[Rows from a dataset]
****************************************
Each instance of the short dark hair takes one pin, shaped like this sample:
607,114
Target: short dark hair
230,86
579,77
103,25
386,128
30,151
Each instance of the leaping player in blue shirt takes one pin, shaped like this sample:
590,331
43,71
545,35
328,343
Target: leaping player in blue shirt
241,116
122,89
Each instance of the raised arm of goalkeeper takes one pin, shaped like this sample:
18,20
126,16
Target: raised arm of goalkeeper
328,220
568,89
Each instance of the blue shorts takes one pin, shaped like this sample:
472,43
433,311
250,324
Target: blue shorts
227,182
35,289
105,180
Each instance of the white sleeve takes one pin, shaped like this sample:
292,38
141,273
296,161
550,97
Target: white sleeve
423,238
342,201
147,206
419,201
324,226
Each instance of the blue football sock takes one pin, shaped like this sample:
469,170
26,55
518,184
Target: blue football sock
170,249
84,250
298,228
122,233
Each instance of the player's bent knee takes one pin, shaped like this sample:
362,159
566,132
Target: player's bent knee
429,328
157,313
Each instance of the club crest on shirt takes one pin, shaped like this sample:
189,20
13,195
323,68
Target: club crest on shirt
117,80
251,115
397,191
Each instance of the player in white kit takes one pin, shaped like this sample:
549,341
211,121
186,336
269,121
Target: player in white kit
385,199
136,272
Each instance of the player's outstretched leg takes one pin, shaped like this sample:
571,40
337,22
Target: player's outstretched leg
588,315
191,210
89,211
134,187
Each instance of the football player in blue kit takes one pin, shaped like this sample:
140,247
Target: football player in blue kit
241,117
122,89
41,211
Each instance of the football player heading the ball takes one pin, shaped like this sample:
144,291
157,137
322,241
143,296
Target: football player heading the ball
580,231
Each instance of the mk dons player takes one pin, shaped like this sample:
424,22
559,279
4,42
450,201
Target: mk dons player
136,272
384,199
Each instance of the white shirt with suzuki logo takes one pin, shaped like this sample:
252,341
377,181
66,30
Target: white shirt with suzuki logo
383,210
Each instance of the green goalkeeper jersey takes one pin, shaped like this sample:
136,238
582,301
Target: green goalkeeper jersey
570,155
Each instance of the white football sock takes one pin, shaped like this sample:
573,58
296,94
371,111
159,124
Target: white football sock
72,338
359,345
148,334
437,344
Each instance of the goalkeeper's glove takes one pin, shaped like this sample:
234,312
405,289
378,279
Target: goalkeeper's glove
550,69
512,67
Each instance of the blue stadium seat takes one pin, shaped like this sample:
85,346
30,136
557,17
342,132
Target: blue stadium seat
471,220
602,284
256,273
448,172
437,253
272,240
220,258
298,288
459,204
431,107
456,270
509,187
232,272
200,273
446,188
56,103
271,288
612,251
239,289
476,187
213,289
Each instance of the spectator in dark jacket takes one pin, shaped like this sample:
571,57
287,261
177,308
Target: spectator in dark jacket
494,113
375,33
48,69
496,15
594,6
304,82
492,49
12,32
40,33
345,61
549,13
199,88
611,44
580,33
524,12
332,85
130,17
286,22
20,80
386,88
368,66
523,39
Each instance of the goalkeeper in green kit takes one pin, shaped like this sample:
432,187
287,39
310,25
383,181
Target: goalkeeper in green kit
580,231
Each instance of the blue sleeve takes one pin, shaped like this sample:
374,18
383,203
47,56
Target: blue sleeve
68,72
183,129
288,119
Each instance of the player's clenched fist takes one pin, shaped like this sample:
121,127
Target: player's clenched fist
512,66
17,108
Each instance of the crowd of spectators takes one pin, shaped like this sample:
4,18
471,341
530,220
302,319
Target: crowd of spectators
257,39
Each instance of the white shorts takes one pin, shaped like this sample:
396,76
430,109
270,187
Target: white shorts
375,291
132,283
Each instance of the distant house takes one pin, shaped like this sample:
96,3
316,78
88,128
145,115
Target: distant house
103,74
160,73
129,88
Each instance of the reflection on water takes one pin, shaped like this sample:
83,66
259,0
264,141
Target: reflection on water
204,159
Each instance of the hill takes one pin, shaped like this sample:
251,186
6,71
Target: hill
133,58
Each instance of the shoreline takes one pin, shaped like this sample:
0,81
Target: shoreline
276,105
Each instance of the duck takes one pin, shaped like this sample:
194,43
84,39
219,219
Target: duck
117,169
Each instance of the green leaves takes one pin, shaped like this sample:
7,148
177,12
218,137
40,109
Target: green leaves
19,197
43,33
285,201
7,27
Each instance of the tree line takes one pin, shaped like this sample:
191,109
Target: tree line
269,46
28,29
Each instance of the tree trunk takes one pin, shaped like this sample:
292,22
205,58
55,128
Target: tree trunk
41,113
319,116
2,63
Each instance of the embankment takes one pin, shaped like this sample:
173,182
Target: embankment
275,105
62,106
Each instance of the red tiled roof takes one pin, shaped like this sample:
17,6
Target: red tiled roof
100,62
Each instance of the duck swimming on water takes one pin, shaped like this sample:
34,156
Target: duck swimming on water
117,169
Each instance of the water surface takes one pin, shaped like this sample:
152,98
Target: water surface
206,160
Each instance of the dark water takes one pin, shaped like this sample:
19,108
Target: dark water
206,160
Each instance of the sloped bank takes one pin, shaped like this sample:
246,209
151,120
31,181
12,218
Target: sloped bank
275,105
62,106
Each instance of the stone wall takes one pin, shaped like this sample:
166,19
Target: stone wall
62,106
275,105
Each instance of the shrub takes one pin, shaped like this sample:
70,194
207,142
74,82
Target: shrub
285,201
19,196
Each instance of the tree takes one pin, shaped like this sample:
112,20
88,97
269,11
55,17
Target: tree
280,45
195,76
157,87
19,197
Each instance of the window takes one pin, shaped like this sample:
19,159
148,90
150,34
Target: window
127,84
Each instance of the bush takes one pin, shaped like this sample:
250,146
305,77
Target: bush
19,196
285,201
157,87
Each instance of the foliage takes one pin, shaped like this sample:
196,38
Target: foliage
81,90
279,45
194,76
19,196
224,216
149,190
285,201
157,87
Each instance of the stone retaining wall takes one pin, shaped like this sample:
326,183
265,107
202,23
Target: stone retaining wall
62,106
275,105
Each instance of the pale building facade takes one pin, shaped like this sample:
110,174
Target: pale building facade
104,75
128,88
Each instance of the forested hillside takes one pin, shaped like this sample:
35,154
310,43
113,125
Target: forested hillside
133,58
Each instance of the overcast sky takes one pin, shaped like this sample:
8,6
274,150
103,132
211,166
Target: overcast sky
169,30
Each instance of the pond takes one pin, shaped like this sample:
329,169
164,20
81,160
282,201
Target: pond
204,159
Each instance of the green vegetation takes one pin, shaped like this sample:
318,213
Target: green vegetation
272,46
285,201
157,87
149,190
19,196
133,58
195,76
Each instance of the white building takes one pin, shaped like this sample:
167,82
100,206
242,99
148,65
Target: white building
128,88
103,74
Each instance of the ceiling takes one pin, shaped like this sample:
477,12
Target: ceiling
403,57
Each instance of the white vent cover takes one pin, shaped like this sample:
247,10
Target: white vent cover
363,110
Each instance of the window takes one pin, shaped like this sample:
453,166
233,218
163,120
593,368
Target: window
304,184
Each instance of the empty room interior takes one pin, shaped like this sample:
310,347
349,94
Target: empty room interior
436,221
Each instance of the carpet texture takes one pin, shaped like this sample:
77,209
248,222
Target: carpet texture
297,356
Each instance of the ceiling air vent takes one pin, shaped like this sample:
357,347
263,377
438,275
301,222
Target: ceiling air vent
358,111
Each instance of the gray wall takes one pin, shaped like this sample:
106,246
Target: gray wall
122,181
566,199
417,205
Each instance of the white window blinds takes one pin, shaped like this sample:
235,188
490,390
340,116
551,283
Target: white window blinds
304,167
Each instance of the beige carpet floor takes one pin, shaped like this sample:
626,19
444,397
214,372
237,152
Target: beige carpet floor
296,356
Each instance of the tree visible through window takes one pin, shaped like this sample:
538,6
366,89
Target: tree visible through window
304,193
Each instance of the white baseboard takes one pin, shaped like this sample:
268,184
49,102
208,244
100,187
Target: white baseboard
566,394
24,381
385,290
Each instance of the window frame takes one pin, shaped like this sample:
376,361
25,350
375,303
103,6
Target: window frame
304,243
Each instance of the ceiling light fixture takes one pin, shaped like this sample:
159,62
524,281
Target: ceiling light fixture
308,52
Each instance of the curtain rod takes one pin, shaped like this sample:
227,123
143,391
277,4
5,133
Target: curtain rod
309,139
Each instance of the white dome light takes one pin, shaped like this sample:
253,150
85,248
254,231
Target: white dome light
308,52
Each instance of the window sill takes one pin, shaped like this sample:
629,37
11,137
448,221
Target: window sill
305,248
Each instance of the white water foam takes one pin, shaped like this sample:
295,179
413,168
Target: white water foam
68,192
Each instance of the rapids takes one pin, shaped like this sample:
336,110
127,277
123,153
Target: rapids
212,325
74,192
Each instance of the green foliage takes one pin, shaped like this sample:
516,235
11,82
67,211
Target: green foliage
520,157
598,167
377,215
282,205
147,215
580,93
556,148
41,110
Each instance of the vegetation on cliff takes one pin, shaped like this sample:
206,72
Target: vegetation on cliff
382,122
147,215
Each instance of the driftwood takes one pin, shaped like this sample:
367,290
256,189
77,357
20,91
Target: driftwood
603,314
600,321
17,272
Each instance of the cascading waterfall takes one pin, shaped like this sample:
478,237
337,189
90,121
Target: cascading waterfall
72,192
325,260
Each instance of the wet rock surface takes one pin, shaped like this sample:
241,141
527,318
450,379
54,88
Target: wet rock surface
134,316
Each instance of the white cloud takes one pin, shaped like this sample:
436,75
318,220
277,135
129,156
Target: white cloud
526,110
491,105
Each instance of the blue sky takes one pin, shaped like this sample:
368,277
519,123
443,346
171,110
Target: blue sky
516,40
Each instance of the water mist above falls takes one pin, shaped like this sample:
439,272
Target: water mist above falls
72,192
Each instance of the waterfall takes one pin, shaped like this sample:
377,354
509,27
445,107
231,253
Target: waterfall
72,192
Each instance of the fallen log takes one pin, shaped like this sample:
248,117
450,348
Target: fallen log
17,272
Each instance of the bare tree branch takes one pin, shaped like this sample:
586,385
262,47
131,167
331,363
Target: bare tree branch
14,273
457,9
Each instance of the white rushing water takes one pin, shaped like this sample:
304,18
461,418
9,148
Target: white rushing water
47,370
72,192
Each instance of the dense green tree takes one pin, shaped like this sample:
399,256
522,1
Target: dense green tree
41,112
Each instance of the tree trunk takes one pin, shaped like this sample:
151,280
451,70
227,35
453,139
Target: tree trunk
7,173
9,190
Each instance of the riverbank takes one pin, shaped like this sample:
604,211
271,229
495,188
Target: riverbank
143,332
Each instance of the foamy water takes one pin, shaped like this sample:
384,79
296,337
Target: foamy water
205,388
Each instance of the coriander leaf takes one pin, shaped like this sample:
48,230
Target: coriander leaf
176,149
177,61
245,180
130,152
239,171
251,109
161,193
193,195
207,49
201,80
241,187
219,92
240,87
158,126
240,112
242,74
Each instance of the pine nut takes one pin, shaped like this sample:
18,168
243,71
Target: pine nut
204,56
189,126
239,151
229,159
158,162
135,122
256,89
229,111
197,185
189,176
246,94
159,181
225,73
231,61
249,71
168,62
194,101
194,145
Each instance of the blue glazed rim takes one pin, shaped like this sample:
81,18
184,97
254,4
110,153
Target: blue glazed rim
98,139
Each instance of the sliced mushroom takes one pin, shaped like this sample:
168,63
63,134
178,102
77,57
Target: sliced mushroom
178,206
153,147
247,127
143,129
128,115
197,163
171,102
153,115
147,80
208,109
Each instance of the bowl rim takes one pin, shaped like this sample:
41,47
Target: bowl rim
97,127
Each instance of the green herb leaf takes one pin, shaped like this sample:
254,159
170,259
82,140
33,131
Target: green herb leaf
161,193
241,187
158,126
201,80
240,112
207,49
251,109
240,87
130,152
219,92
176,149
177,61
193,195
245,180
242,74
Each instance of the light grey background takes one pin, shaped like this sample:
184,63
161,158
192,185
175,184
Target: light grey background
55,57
****************************************
Brief → Output only the lines from the one holding "Each instance of the blue glazed" through the last line above, exactly as they appear.

Written response →
Each instance of the blue glazed rim takes one pin, shaped like this sample:
81,18
184,97
254,4
110,153
Target: blue glazed rim
98,139
Each instance of the sliced mushroom takes one pin, shaped like this sample:
168,63
63,134
178,102
77,57
Target: sliced mushroom
178,206
153,147
247,127
143,129
128,115
197,163
171,102
153,115
147,80
208,109
Each instance of the bowl rim takes one pin, shaped like this sample:
41,47
Target: bowl rim
97,127
Each instance of the green herb leaf takes one pin, shaped like this sample:
254,159
170,259
82,140
33,131
Target: green herb leaf
161,193
241,187
158,126
201,80
240,112
207,49
251,109
240,87
130,152
219,92
176,149
177,61
193,195
245,180
242,74
Each instance of the light grey background takes one pin, shaped like this sample:
184,63
161,158
192,185
175,184
Target: light grey background
55,57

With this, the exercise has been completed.